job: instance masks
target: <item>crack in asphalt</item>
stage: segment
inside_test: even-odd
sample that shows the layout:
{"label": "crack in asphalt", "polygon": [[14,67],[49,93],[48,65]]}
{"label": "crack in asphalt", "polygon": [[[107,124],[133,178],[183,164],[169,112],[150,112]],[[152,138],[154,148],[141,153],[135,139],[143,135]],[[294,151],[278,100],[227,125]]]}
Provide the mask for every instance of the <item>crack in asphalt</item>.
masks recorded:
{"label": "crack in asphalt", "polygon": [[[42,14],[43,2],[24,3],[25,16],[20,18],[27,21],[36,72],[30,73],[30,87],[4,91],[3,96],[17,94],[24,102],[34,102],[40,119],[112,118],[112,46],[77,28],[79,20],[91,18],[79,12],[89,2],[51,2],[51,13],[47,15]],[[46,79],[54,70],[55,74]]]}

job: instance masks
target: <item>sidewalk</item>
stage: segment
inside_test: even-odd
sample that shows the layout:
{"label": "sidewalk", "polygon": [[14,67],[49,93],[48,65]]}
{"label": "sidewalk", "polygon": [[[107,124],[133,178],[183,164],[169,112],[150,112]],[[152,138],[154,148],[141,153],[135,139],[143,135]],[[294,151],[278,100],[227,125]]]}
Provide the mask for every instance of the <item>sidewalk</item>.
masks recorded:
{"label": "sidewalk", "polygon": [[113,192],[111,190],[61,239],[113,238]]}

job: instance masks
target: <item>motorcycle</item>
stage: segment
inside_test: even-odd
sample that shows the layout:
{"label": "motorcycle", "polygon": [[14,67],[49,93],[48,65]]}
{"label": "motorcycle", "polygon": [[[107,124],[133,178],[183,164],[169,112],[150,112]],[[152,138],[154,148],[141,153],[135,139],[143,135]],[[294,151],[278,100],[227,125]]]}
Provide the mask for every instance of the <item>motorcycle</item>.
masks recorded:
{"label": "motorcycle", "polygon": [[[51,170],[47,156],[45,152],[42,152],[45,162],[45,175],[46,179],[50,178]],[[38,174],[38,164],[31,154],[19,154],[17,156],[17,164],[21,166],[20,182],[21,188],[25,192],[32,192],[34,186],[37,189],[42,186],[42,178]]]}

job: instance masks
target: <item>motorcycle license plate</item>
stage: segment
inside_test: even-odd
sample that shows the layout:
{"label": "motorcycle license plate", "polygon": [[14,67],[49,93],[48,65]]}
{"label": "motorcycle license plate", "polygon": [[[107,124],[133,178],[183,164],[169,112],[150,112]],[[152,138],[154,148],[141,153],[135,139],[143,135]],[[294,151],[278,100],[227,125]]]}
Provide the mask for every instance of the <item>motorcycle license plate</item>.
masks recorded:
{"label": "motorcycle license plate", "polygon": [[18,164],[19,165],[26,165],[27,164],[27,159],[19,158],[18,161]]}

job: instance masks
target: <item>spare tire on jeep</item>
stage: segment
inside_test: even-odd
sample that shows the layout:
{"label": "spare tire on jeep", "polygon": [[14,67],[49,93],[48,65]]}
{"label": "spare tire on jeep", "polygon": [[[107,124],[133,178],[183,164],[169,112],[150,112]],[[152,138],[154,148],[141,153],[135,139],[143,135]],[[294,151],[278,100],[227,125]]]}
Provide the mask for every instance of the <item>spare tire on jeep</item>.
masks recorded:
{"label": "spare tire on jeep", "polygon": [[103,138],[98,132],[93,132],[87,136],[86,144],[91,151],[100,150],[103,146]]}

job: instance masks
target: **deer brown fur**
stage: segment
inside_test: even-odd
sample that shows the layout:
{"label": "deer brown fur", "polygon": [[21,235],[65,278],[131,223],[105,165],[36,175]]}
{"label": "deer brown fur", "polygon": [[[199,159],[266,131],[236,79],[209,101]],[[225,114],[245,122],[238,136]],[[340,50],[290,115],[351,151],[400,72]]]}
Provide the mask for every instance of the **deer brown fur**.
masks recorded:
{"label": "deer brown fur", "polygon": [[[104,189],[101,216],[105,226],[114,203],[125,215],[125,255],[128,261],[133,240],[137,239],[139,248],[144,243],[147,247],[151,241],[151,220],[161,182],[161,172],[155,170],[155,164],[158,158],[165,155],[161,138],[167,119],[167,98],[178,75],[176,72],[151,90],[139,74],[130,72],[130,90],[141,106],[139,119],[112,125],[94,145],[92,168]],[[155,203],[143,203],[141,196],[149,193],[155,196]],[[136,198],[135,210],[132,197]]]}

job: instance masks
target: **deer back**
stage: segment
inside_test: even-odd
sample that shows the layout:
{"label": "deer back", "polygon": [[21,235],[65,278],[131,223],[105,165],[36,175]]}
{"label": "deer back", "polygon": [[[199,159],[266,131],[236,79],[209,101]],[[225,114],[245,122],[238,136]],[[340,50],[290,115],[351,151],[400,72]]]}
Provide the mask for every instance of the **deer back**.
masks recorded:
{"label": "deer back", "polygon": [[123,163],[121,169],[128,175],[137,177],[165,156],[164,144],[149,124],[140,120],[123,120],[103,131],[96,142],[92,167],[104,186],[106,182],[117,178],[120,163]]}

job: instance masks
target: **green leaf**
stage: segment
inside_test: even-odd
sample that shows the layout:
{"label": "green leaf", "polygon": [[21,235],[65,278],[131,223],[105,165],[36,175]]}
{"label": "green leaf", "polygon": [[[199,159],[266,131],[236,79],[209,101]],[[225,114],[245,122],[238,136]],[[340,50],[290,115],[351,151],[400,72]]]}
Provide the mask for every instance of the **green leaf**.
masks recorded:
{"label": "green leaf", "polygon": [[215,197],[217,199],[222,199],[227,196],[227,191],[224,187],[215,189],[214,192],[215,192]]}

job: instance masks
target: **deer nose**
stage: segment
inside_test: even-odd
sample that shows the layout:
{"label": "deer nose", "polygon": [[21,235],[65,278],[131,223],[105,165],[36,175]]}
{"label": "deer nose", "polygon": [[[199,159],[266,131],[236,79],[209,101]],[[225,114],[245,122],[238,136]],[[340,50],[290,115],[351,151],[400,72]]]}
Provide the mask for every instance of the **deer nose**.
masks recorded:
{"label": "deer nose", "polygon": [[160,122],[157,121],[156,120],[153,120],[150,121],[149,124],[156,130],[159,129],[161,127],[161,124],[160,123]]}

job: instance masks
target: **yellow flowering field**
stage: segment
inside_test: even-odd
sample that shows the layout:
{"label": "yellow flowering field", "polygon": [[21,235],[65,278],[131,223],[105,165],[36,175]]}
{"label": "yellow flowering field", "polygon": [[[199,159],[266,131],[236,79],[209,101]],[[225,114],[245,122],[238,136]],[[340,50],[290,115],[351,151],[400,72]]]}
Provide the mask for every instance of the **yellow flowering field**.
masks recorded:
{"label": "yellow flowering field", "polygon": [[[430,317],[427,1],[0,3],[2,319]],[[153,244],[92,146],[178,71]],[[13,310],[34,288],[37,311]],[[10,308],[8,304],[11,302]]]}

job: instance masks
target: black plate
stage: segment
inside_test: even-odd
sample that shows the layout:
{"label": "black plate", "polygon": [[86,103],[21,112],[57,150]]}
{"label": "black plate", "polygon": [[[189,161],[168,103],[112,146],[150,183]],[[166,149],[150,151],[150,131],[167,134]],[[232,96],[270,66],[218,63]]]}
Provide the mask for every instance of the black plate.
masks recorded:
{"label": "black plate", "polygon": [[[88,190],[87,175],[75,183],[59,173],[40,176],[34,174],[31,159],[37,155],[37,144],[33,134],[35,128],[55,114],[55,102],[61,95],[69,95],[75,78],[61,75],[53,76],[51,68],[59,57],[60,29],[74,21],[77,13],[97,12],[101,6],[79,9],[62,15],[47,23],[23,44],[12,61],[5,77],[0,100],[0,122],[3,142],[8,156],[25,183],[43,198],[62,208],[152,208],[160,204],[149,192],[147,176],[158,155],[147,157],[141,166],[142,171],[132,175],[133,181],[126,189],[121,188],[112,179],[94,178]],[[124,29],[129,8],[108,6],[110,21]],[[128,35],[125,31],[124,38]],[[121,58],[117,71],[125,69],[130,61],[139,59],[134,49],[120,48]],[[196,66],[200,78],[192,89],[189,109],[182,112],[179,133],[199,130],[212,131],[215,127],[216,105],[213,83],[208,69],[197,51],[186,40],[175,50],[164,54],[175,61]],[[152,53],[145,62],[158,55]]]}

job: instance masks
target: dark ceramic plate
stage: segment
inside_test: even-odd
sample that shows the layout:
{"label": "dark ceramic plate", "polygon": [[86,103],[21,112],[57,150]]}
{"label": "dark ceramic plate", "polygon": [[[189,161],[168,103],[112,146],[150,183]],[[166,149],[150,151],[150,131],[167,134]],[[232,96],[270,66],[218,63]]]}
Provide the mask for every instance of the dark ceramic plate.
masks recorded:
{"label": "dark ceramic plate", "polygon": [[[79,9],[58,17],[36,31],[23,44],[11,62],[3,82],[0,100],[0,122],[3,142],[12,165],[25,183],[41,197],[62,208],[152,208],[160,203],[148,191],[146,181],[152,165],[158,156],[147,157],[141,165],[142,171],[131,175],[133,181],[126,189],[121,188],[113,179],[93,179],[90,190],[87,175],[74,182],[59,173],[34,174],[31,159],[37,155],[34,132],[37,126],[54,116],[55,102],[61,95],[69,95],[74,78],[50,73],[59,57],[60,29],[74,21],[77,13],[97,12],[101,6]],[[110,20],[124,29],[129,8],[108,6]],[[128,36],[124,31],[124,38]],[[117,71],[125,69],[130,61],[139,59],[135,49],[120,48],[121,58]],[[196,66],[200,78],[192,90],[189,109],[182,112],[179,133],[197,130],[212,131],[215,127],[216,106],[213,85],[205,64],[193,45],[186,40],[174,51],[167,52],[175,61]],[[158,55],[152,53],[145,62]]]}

**********

### WRITTEN EXERCISE
Show every line in the rows above that contains the string "brown", matching its case exactly.

### THE COMPLETED TASK
target: **deer brown fur**
{"label": "deer brown fur", "polygon": [[21,235],[65,278],[131,223],[105,165],[36,175]]}
{"label": "deer brown fur", "polygon": [[[199,159],[266,131],[236,79],[209,101]],[[225,114],[245,122],[238,136]],[[340,50],[290,115],[351,151],[400,72]]]}
Provide the mask for every instance of the **deer brown fur**.
{"label": "deer brown fur", "polygon": [[[104,189],[101,216],[105,226],[114,203],[125,215],[125,255],[128,261],[133,240],[137,239],[139,248],[144,243],[147,247],[151,241],[151,220],[161,182],[161,172],[155,170],[155,164],[158,158],[165,155],[161,138],[167,119],[167,98],[178,75],[176,72],[151,90],[139,74],[130,72],[130,90],[141,106],[139,119],[112,125],[94,145],[92,168]],[[155,203],[143,203],[141,196],[149,193],[155,196]],[[136,198],[135,210],[132,197]]]}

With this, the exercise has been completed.